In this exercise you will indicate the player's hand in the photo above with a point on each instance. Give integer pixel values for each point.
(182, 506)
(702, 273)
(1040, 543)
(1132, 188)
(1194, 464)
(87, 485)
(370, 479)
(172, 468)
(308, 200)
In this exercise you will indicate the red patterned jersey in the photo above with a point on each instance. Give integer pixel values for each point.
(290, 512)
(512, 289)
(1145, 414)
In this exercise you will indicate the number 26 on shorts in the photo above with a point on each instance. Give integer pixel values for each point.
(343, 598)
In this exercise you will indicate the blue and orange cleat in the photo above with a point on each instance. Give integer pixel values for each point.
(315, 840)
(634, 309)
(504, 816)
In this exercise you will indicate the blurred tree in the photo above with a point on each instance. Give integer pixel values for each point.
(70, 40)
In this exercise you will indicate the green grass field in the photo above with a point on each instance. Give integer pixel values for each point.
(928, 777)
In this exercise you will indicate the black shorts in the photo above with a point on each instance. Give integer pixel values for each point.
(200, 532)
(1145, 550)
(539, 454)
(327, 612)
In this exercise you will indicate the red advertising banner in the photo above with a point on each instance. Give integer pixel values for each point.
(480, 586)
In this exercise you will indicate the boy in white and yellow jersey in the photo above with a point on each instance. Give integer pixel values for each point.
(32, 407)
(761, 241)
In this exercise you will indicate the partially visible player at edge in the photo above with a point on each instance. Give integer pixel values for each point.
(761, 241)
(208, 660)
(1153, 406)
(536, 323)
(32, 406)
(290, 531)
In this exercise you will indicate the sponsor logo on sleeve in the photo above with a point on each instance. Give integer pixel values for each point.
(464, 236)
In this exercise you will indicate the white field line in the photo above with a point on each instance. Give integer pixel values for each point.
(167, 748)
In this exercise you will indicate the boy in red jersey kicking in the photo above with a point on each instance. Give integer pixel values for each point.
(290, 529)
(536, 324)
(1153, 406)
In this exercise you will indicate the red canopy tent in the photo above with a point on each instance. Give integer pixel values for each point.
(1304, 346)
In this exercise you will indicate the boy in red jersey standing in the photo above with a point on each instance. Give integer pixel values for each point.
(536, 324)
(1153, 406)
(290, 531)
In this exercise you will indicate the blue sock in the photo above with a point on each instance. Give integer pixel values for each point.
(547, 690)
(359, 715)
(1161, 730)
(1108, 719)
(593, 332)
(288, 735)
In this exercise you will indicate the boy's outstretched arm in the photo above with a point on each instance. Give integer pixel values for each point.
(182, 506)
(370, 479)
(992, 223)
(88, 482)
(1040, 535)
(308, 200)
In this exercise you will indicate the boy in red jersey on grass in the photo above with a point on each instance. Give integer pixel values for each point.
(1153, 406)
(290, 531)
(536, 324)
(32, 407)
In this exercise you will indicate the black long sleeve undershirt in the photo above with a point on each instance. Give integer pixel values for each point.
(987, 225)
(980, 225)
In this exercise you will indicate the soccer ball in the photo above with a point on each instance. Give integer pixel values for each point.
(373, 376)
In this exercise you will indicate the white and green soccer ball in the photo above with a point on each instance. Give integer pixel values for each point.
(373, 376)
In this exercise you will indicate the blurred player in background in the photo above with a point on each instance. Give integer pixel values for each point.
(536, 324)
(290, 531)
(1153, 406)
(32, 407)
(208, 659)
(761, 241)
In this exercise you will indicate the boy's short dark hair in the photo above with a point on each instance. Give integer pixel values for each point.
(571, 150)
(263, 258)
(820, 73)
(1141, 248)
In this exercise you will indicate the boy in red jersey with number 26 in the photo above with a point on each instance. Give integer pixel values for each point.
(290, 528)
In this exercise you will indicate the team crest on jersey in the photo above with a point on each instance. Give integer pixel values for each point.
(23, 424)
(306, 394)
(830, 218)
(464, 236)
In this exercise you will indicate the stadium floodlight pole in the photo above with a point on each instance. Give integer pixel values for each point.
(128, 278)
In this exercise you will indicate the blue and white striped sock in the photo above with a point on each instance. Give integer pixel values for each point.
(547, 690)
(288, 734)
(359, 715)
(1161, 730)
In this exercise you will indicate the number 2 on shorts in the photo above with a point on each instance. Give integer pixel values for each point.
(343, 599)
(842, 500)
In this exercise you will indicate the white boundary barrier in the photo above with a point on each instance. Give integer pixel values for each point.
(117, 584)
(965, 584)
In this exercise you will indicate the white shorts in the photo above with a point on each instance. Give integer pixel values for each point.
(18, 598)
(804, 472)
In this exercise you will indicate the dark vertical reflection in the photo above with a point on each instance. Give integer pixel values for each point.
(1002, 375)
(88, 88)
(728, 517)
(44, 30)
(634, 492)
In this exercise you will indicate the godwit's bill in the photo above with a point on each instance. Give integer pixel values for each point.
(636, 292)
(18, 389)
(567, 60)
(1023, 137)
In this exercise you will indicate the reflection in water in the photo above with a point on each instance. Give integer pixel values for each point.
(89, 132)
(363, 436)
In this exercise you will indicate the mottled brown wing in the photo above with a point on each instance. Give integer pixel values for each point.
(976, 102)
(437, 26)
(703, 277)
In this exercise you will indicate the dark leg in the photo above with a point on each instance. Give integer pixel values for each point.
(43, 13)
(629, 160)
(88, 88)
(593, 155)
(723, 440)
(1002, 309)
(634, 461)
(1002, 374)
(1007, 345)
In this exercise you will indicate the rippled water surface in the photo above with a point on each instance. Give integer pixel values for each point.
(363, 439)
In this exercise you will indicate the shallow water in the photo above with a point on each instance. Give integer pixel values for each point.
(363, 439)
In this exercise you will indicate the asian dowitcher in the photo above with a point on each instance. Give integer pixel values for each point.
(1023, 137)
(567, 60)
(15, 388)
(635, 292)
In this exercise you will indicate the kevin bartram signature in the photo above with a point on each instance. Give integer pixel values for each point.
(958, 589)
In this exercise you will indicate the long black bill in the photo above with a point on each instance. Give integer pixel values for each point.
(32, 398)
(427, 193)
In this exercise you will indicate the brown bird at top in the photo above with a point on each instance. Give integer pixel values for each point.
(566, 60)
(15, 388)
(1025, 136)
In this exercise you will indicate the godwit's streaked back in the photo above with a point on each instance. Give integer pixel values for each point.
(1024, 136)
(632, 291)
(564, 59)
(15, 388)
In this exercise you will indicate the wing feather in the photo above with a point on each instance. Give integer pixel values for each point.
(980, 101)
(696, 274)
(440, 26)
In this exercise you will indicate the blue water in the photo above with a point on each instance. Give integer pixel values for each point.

## WORK INSTRUCTION:
Nothing in the listing above may be altered; transcribe all of it.

## ANSWER SPACE:
In this exercise you will indicate the player's hand in the photo above with a point on each instance. Give integer pixel values for each point.
(182, 506)
(702, 273)
(1040, 543)
(1132, 188)
(1194, 464)
(87, 485)
(370, 479)
(172, 468)
(308, 200)
In this exercise you will indicate the red patterned jersey in the photo above with a point on each instance. Give integer pixel values for each point.
(290, 512)
(512, 289)
(1145, 414)
In this exercise you will indicate the number 26 on shorts in the photo above with a point on each instance. Give integer pixel values for each point.
(343, 598)
In this exercise you will indicate the blue and orange cleat in the photo above with a point on each instance. Give integer pixel values for each point.
(315, 840)
(634, 309)
(504, 816)
In this exercise you will indicate the blurred tree in the photo above with a point on each instance. Give integer pixel values for each point.
(70, 40)
In this exercise you will indicate the green grass field in the photo above with a point on each instance. Give integer pixel values for each point.
(928, 777)
In this exercise you will indicate the black shorts in the photo above with a point on each instance. Give integer pixel values for each point.
(200, 532)
(1145, 550)
(539, 454)
(327, 612)
In this exercise you will indicate the red advertising banner in the photo above with a point on each instance. Give integer pixel values for each point.
(480, 586)
In this exercise you will indicate the boy in white and yellow jersey in the photo above with a point on each instance. Give integer pixel values for each point.
(32, 407)
(761, 241)
In this exercise you will indicate the partially visible player at edge in the photo above with a point on each instance. Give integer pixel values for each point.
(761, 241)
(208, 660)
(1153, 406)
(536, 323)
(32, 406)
(290, 531)
In this exercise you will indicate the sponsor logo on sleeve in the photo above with a point on each instance. Give integer pixel values for each point.
(464, 236)
In this exercise you will indicate the white field line in the photo above with a point on each instance. Give integer pixel values for each point.
(167, 748)
In this exercise you will indicate the boy in red jersey kicking in the photo above with a point on each instance. Give integer pixel values for each point.
(290, 529)
(536, 324)
(1153, 406)
In this exercise you will indicate the red canopy tent in the photo above with a point on each instance. Give integer pixel values for each point.
(1304, 346)
In this exercise you will indicate the boy in red jersey standing in the photo above with a point on each instance. Give integer pixel values for each point.
(536, 324)
(1153, 406)
(290, 531)
In this exercise you will indicate the blue sock in the photo above with a point on each instance. Give integer pixel values for each point.
(547, 690)
(359, 715)
(1161, 730)
(1108, 719)
(593, 332)
(288, 735)
In this exercise you will indicate the boy's outstretched arm in the photo above with a point on each instance. Give integer pixel values for each point.
(182, 506)
(370, 479)
(992, 223)
(88, 482)
(1040, 535)
(308, 200)
In this exercise you will indicate the boy in red jersey on grass in the photo above with a point on each instance. Give integer pixel values for each point.
(1153, 406)
(290, 531)
(536, 324)
(32, 407)
In this exercise you will indicate the black long sleeve undershirt in the photo above with a point on each instance. Give integer pixel values for each point.
(987, 225)
(980, 225)
In this exercise you will indicate the soccer ball in the photo above with a point on each instance. Give integer pixel values for each point.
(373, 376)
In this exercise you will indicate the white and green soccer ball in the photo above with a point on each instance. Give integer pixel values for each point.
(373, 376)
In this exercise you will indicate the blurred player in background in the photo above with a point on each instance. Give integer pixel values for each point.
(536, 324)
(290, 531)
(1153, 406)
(32, 407)
(208, 659)
(761, 241)
In this exercise you will indicate the boy's short dark hair in the photo above with a point on each instance. Give integer pixel values for each point.
(571, 150)
(263, 258)
(820, 73)
(1141, 248)
In this exercise you will indicate the boy in red jersey with number 26 in the photo above with a point on each instance. Give integer pixel values for each point.
(290, 528)
In this exercise you will indicate the team crest on jersey in the photo above with a point on each instance. Give integer pixel values for each point.
(23, 424)
(306, 394)
(830, 218)
(464, 236)
In this exercise you will indicate the stadium floodlight pole in the photo above with a point on each instance. Give integer pixel values for each point.
(128, 278)
In this exercise you will indicate the blue and white striped sock in the photo above with a point on each instance. Give integer pixel values for each point.
(547, 690)
(288, 734)
(359, 715)
(1161, 730)
In this exercise you will indicate the number 2 on shorts in the photo above with a point on each instance. Give integer pixel values for each point.
(343, 599)
(842, 500)
In this exercise you will indicate the white boundary barrier in the photo above with a point on each instance. Give integer pixel values for each point.
(117, 584)
(965, 584)
In this exercise you will indicate the white shorts in the photo above with a point on each instance. Give integer pixel values for each point.
(18, 598)
(804, 472)
In this exercise you will indicate the dark vertical reflection in the photo above with a point on each instance. Give integer pixel values for each point.
(1002, 375)
(88, 88)
(728, 517)
(44, 30)
(634, 492)
In this exercise you will indicate the godwit's bill in the photo above with a point on each instance. Give integer pixel values for each point.
(636, 292)
(18, 389)
(567, 60)
(1023, 137)
In this exercise you will indicate the reflection in water in the photo above with a point on each instance. Give integer pixel values for each point.
(89, 132)
(363, 436)
In this exercise you will indicate the mottled brown wing in the photo above with a point on each instance. Give integer pixel values for each point.
(976, 102)
(437, 26)
(703, 277)
In this exercise you will indicate the dark leg in the photo above with a point on each instance. Give integer pixel values for each point.
(43, 13)
(629, 160)
(88, 88)
(593, 155)
(723, 440)
(1002, 309)
(634, 461)
(1002, 374)
(1007, 345)
In this exercise you will indicate the rippled water surface in the photo above with a point on each instance. Give integer pixel values for each point.
(363, 439)
In this exercise you will indicate the shallow water in the photo above with a point on each instance. Give integer pixel values for each point.
(363, 439)
In this exercise you will indicate the asian dowitcher in the photo above with a point on each instance. Give integer pixel values for each point.
(1023, 137)
(567, 60)
(15, 388)
(635, 292)
In this exercise you will indicate the kevin bartram signature in the photo above with a point on each instance. Give integer pixel values for each point.
(958, 589)
In this exercise you will indicate the long black bill in the photo above with a point on each instance. Give integer pixel values for each point.
(32, 398)
(427, 193)
In this exercise you will indicate the brown bird at top in the photo above with a point on each instance. Give integer pixel values for each point.
(566, 60)
(15, 388)
(1025, 136)
In this exercise you will indicate the godwit's streaked back in the photo above with a point on each instance. Give integer pixel values for each point.
(1024, 136)
(632, 291)
(564, 59)
(15, 388)
In this exercise you will indicate the wing feather in the photo above with a point on each instance. Give integer pixel values for each point.
(980, 101)
(696, 274)
(440, 26)
In this exercise you will indicate the blue water in the photo above with a point on each instance. Give integer pixel values for each point.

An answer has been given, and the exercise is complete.